◆ Document segment ◆
+ + + + + + +
On Mon, Mar 21, 2016 at 4:03 PM, Nitin Varyani <varyani.nitin1@gmail.com>
wrote:

> .....Continued.... That is, if kernel at Computer 2 finds that pid of a
> process requesting a system call is 1500, the request is forwarded to slave
> daemon which in turn contacts with the master daemon. Master daemon
> requests the kernel for the system call and sends the result back to slave
> daemon.
>
> On Mon, Mar 21, 2016 at 4:01 PM, Nitin Varyani <varyani.nitin1@gmail.com>
> wrote:
>
>> I am trying to create a distributed pid space.
>>
>> 0 to 2000 Computer 1
>> 2001 to 4000 Computer 2
>> 4001 to 6000 Computer 3
>>
>> and so on...
>>
>> I am running a master user-level process at Computer 1 which sends a
>> process context like code, data, registers, PC, etc as well as *"pid"*
>> to slave processes running at other computers. The responsibility of the
>> slave process is to fork a new process on order of master process and
>> attach *"pid" *given by the master to the new process it has forked. Any
>> system call on slave nodes will have an initial check of " Whether the
>> process belongs to local node or to the master node?". That is, if kernel
>> at Computer 2 pid of the process is 1500
>>
>>
>>
>> On Mon, Mar 21, 2016 at 12:23 PM, <Valdis.Kletnieks@vt.edu> wrote:
>>
>>> On Mon, 21 Mar 2016 10:33:44 +0530, Nitin Varyani said:
>>>
>>> > Sub-task 1: Until now, parent process cannot control the pid of the
>>> forked
>>> > child. A pid gets assigned as a sequential number by the kernel at the
>>> time
>>> > the process is forked . I want to modify kernel in such a way that
>>> parent
>>> > process can control the pid of the forked child.
+ + + + + + +
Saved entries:

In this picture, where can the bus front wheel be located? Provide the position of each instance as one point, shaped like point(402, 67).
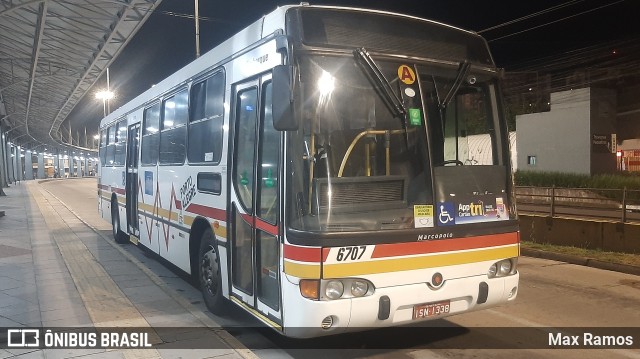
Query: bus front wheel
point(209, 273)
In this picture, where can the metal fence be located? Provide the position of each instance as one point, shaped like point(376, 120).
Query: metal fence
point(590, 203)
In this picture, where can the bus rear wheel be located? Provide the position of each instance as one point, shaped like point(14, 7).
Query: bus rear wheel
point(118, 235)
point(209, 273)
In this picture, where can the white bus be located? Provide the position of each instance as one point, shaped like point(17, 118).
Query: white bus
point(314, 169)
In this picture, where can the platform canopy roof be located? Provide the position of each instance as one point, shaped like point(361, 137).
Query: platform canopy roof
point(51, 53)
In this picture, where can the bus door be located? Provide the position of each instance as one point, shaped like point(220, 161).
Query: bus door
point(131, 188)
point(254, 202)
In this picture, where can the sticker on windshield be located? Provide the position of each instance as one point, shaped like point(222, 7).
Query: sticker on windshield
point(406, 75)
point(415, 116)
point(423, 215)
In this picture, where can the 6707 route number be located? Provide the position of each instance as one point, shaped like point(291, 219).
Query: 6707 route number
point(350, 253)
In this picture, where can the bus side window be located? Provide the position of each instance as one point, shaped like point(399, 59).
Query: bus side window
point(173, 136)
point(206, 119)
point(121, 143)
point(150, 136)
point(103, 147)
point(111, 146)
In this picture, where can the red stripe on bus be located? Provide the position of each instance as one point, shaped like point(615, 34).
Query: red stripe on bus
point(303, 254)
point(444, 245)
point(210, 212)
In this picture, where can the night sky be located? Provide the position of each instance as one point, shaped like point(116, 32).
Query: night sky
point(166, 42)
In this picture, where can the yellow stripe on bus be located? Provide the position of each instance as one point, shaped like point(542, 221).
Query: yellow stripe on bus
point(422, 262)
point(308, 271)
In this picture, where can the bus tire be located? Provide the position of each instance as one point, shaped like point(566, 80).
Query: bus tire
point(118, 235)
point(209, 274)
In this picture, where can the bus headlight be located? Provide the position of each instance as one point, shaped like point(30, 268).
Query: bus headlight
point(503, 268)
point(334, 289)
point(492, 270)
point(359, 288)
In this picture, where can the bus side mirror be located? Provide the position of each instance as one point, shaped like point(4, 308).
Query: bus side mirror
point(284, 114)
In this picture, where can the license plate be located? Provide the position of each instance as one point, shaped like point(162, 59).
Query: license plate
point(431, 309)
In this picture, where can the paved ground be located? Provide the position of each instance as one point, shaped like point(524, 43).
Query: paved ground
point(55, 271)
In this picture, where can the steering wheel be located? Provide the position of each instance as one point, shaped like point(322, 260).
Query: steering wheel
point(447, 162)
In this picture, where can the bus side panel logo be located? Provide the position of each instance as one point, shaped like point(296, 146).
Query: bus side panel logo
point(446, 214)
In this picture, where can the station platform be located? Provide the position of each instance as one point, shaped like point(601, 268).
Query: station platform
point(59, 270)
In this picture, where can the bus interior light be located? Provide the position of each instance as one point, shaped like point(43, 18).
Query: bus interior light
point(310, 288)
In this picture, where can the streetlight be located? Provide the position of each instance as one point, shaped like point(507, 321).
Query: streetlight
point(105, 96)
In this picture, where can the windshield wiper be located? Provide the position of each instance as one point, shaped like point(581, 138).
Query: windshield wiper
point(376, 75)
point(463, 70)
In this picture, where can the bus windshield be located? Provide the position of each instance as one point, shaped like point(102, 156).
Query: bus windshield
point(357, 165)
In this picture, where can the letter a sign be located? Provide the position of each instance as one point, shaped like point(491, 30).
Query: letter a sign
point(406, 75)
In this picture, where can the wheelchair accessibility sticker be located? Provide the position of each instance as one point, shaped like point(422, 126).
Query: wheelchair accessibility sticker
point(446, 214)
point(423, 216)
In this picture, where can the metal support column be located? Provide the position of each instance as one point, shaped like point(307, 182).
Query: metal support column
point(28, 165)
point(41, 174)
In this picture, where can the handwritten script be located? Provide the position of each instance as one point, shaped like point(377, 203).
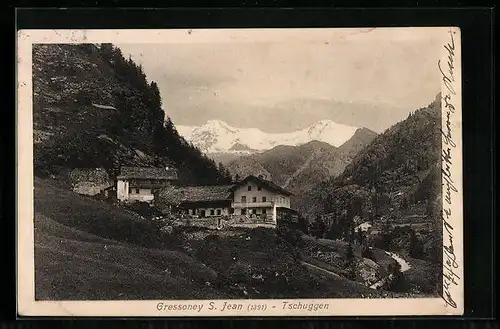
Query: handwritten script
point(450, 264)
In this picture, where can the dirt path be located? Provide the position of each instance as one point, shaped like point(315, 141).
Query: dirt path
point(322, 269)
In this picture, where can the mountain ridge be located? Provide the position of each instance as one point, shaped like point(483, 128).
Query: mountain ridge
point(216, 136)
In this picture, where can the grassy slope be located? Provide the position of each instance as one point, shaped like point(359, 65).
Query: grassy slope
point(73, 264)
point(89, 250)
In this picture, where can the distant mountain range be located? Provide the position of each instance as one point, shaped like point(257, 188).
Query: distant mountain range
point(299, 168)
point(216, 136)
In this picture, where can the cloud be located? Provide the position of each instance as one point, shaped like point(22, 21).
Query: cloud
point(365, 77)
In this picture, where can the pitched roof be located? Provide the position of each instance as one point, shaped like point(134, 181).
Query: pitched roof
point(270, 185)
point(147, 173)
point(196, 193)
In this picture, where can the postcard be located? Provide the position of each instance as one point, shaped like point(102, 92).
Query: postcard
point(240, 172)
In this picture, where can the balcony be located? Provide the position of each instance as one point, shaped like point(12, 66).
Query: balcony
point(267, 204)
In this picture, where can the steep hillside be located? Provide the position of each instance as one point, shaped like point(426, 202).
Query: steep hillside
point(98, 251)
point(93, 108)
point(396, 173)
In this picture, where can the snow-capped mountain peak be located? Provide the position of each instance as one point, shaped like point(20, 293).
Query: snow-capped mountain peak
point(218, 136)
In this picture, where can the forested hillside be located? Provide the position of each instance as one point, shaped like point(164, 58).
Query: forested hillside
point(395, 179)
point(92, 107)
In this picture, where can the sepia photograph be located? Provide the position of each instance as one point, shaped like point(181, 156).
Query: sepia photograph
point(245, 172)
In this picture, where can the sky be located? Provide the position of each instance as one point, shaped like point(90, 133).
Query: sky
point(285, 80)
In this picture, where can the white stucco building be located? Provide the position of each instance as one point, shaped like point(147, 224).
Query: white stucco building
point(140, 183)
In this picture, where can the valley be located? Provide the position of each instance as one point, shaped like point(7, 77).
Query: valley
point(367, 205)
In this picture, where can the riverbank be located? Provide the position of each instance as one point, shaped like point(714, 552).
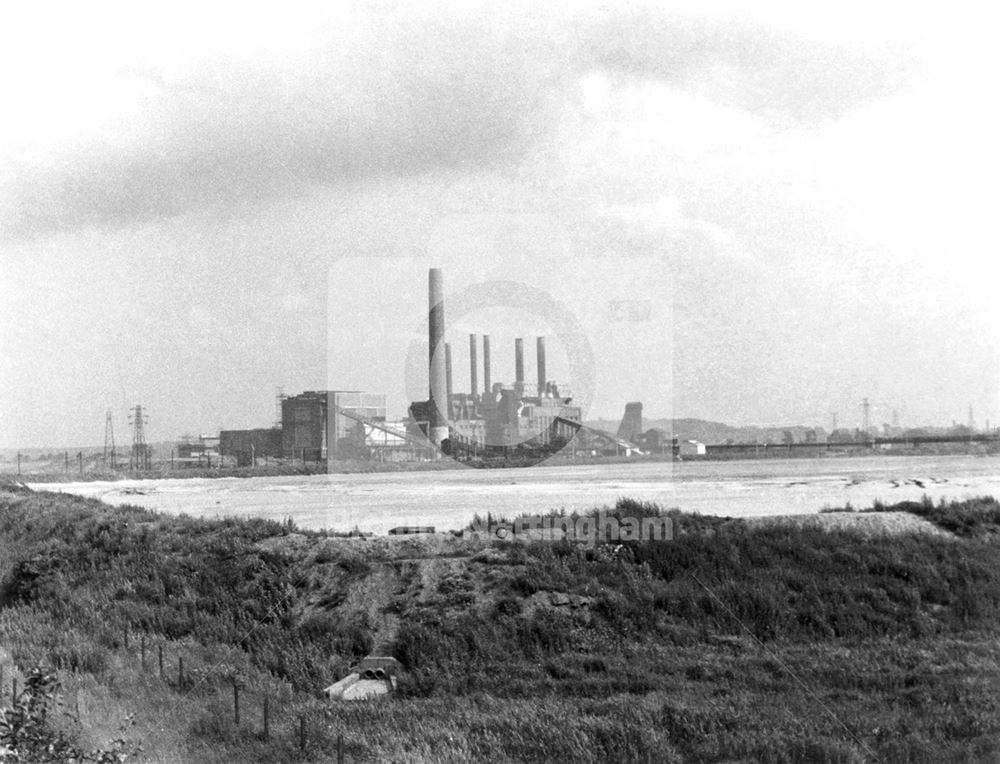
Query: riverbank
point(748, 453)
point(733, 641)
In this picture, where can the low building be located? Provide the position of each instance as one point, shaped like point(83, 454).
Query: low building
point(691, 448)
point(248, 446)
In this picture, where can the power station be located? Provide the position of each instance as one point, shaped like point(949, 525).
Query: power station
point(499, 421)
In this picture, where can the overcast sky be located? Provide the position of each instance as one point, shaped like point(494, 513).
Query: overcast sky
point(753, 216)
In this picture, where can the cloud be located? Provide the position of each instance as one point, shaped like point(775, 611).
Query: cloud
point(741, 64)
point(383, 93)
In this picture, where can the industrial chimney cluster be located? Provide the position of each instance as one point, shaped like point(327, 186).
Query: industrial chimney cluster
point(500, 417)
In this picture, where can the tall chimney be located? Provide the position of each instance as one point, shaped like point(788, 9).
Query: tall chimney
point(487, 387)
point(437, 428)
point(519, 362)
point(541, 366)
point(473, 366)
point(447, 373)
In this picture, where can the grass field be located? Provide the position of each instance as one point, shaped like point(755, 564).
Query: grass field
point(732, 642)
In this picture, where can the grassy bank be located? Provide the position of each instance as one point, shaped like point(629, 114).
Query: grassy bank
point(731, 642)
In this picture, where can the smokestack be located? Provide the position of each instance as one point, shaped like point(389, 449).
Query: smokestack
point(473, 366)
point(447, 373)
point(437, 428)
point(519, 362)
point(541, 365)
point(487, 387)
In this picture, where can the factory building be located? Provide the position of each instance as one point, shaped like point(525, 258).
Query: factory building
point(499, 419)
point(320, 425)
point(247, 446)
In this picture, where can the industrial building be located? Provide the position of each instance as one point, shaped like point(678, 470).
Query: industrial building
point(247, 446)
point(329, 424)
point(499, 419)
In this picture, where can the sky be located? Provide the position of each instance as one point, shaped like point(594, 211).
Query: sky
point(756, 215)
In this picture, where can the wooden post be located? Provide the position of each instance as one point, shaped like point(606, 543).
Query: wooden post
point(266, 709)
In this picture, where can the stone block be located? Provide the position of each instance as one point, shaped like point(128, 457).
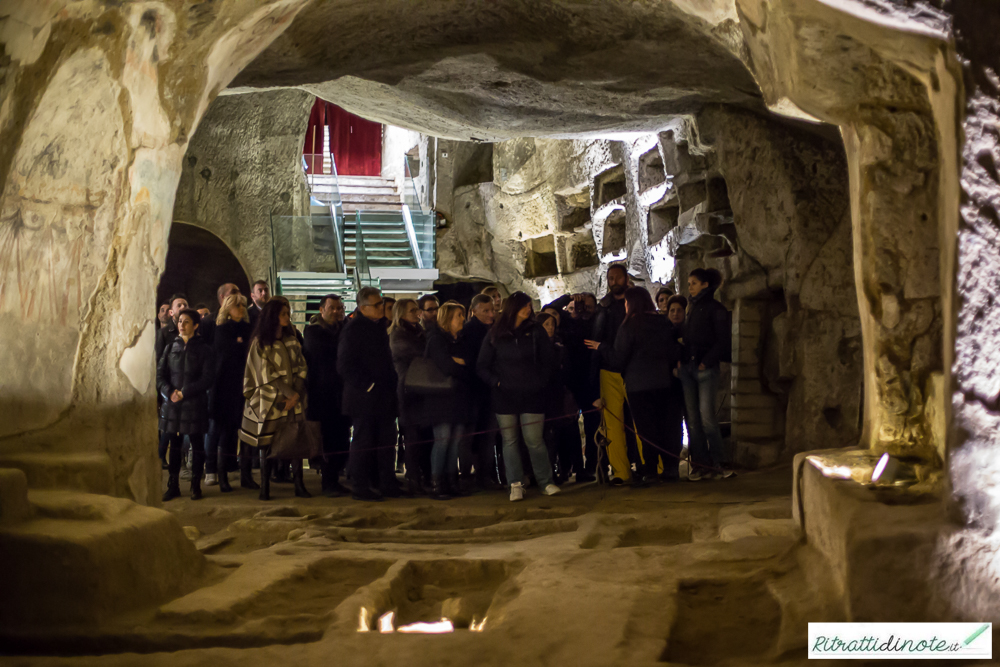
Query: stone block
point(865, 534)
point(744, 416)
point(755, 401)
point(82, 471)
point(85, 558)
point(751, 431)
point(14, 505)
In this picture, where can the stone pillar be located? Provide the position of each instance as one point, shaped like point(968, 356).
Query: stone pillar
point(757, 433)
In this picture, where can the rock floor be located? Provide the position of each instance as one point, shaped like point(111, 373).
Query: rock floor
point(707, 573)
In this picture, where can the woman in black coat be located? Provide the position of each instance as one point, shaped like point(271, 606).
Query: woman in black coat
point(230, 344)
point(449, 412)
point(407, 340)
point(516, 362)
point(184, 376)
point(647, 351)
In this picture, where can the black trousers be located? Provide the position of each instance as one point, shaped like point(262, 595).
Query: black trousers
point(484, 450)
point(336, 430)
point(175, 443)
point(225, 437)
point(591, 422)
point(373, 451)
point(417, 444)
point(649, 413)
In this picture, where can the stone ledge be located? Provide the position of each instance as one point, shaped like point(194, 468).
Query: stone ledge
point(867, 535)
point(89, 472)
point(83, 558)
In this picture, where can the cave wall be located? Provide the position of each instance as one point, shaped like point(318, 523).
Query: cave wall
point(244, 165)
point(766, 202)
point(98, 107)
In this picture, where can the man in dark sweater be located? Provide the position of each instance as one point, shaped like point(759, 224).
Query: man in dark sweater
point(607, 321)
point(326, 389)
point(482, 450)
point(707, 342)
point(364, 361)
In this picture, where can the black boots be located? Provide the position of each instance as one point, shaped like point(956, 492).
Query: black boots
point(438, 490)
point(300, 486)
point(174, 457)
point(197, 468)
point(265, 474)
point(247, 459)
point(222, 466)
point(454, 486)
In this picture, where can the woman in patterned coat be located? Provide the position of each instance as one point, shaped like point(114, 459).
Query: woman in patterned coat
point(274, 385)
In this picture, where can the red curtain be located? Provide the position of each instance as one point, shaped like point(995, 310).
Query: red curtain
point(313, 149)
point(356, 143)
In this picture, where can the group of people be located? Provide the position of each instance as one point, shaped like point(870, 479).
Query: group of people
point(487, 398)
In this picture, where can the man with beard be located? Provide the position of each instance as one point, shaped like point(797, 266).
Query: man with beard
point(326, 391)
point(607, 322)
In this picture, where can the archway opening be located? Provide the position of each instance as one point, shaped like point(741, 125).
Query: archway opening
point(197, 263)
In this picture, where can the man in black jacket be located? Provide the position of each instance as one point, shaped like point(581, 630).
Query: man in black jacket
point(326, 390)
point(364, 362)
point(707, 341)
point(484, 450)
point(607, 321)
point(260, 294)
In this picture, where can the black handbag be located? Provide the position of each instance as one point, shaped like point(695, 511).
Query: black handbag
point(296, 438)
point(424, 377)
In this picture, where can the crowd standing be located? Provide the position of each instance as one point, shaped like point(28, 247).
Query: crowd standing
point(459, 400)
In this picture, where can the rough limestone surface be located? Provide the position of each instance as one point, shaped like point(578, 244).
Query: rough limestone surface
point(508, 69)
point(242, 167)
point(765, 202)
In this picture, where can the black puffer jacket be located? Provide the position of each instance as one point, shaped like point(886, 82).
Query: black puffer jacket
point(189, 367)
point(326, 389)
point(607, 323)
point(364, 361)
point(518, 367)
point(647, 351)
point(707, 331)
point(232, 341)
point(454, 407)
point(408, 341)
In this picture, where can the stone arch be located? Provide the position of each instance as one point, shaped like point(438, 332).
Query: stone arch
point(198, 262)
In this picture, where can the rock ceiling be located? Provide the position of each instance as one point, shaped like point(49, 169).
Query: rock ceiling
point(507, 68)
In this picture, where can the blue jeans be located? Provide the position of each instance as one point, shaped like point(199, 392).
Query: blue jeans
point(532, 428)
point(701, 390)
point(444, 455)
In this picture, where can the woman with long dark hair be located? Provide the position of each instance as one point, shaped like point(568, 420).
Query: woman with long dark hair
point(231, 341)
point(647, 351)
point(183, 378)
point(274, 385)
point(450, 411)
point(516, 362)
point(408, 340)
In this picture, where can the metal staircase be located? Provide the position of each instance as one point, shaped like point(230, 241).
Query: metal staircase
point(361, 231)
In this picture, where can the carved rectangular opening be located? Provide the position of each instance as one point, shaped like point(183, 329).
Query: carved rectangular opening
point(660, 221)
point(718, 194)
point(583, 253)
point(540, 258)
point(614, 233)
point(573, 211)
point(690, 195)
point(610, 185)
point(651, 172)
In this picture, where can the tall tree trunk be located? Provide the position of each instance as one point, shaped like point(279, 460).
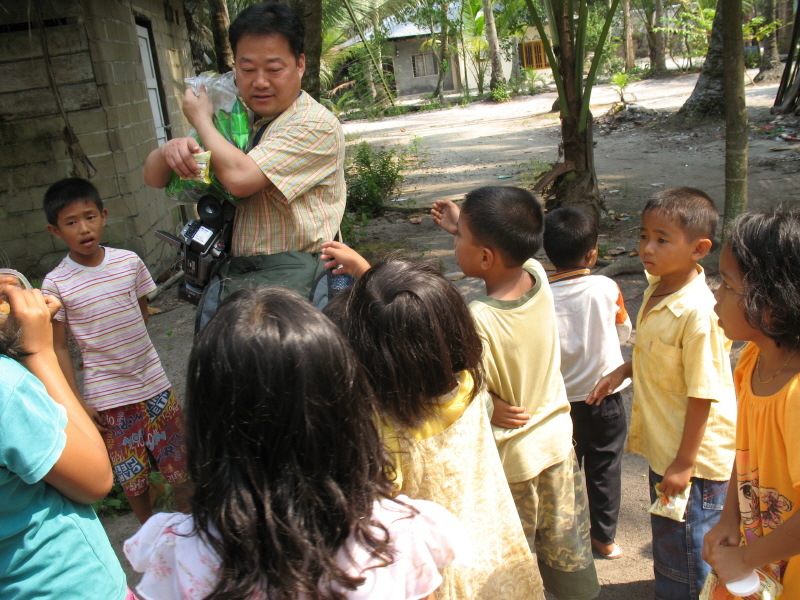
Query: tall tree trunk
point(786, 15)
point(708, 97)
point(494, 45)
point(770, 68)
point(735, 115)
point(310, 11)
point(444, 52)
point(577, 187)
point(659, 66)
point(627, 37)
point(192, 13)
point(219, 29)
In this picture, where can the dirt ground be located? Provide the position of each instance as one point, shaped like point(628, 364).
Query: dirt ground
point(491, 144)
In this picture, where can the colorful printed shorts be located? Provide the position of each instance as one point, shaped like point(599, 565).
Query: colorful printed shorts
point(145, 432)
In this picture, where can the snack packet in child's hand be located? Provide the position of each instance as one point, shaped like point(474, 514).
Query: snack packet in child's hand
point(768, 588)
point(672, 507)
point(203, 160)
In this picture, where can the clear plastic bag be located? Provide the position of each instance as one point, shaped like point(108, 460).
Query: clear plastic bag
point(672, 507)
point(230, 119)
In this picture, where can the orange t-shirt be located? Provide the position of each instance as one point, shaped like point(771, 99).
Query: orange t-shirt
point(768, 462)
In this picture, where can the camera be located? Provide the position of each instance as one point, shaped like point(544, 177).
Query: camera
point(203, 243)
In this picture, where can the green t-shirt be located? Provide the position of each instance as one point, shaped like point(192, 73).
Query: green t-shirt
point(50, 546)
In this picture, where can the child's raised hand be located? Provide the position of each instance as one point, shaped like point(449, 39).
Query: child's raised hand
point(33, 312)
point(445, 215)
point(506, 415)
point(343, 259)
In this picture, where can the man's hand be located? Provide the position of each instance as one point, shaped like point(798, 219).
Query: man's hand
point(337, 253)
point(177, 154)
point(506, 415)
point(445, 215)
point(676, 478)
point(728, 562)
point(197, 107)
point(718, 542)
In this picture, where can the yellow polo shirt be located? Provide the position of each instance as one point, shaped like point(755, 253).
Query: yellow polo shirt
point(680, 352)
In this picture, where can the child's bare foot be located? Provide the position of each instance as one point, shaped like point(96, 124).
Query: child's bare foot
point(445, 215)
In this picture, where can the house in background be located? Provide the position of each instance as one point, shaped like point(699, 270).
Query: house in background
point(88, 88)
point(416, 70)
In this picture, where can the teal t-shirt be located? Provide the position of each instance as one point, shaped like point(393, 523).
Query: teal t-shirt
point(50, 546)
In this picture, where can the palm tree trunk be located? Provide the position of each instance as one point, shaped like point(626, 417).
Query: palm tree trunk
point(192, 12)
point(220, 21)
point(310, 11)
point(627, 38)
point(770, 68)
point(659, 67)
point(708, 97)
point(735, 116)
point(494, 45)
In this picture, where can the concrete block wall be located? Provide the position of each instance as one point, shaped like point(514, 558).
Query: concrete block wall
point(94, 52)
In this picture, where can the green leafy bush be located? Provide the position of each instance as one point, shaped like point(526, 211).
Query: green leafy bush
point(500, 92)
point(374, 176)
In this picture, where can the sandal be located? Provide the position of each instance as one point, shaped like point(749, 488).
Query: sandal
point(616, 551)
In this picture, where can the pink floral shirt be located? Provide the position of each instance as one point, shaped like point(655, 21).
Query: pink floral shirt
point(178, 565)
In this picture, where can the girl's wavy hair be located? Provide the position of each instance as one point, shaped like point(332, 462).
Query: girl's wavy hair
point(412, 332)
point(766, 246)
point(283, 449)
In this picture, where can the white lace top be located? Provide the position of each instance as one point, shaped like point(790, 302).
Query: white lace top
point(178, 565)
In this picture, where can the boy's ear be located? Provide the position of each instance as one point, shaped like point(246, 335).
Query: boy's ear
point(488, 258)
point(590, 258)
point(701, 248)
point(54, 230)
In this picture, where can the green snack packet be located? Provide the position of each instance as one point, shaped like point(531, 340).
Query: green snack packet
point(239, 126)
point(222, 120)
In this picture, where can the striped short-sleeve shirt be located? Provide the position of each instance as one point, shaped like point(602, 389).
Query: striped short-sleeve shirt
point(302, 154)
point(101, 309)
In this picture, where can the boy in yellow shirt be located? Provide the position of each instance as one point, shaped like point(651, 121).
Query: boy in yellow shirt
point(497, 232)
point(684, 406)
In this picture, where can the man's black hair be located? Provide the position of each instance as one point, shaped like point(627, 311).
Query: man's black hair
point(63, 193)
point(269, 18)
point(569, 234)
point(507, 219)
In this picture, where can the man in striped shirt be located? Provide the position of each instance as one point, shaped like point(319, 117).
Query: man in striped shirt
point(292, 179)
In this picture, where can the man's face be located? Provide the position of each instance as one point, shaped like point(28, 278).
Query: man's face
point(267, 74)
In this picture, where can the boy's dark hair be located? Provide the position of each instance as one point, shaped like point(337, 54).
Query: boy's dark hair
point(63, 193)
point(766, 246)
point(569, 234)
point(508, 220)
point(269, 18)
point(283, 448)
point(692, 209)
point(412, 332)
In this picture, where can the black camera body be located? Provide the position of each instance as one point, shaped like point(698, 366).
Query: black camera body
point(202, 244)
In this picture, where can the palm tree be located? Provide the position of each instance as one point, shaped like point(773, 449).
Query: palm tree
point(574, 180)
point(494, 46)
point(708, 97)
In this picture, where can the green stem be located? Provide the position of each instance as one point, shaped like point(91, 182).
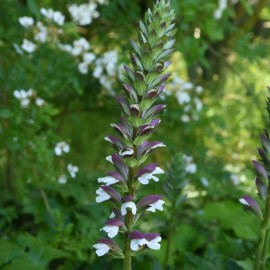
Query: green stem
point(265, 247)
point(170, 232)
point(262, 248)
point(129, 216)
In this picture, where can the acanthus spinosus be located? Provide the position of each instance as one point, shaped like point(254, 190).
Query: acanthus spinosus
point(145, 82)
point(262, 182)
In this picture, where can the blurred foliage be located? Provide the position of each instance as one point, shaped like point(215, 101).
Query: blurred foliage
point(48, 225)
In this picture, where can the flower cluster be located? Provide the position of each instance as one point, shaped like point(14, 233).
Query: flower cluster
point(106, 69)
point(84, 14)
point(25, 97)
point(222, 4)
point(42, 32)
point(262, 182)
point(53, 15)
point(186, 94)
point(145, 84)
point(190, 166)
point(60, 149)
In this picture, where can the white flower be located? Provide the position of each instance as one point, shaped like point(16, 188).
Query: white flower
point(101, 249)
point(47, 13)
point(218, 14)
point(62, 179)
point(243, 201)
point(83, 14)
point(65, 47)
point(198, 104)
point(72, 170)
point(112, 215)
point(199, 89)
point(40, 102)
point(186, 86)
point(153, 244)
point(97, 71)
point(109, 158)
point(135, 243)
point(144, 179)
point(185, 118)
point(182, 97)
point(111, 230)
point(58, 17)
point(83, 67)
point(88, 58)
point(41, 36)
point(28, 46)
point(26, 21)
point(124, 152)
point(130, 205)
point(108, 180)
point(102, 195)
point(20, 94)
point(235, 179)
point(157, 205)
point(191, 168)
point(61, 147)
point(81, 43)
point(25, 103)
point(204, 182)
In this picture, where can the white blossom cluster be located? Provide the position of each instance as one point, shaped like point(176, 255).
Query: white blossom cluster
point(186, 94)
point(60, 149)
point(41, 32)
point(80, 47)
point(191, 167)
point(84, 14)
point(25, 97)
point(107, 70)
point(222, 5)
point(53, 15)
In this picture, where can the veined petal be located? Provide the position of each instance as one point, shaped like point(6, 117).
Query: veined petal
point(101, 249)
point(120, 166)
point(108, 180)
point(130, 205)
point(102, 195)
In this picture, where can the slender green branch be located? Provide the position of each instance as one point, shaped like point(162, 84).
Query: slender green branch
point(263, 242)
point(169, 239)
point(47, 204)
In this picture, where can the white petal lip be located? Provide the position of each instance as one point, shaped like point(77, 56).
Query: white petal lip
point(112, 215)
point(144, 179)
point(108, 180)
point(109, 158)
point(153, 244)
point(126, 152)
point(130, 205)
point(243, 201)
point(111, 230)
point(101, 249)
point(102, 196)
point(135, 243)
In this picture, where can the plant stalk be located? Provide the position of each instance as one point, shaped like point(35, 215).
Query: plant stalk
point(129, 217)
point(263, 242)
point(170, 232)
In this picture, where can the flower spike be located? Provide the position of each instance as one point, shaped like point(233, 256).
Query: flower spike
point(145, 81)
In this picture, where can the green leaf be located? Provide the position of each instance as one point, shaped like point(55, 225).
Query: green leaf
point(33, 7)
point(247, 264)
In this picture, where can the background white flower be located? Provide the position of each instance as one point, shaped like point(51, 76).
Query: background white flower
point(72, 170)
+ + + + + + +
◆ Problems and tasks ◆
(1) Reproduce word for word the part of the email thread about the distributed pid space that begins at the words "On Mon, Mar 21, 2016 at 4:03" and stops after "distributed pid space.".
(2) Write the next part of the email thread about the distributed pid space, picking up right after its final line.

◆ Responses to the tasks ◆
(1)
On Mon, Mar 21, 2016 at 4:03 PM, Nitin Varyani <varyani.nitin1@gmail.com>
wrote:

> .....Continued.... That is, if kernel at Computer 2 finds that pid of a
> process requesting a system call is 1500, the request is forwarded to slave
> daemon which in turn contacts with the master daemon. Master daemon
> requests the kernel for the system call and sends the result back to slave
> daemon.
>
> On Mon, Mar 21, 2016 at 4:01 PM, Nitin Varyani <varyani.nitin1@gmail.com>
> wrote:
>
>> I am trying to create a distributed pid space.

(2)
>>>
>>> What does controlling the pid gain you?  To what purpose?
>>>
>>> > Sub-task 2: On Linux, you can find the maximum PID value for your
>>> system
>>> > with the following command:
>>> >
>>> > $ cat /proc/sys/kernel/pid_max
>>> >
>>> > Suppose pid_max=2000 for a system. I want that the parent process
>>> should be
>>> > able to assign a pid which is greater that 2000 to the forked child.
>>>
>>> Again, why would you want to do that?
>>>
>>> Anyhow...
>>>
>>> echo 3000 > /proc/sys/kernel/pid_max
>>> fork a process that gets a pid over 2000.
>>>
>>> Done.
>>>
>>> Note that on 32 bit systems, using a pid_max of over 32768 will cause
>>> various things in /proc to blow up.
>>>
>>> I suspect that you need to think harder about what problem you're
>>> actually
>>> trying to solve here - what will you do with a controlled child PID? Why
>>> does
>>> it even matter?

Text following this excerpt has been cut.